問題:
以下の行を、依頼文も含めてすべてもう一度書き出してください。その際、答えにある座標の数値はどれも6ずつ増やすこと。

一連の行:

-*-*-

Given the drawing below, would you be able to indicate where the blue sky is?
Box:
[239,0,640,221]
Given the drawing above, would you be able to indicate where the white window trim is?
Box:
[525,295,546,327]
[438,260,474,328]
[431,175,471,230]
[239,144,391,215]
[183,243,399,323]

-*-*-

正解:
Given the drawing below, would you be able to indicate where the blue sky is?
Box:
[245,6,646,227]
Given the drawing above, would you be able to indicate where the white window trim is?
Box:
[531,301,552,333]
[444,266,480,334]
[437,181,477,236]
[245,150,397,221]
[189,249,405,329]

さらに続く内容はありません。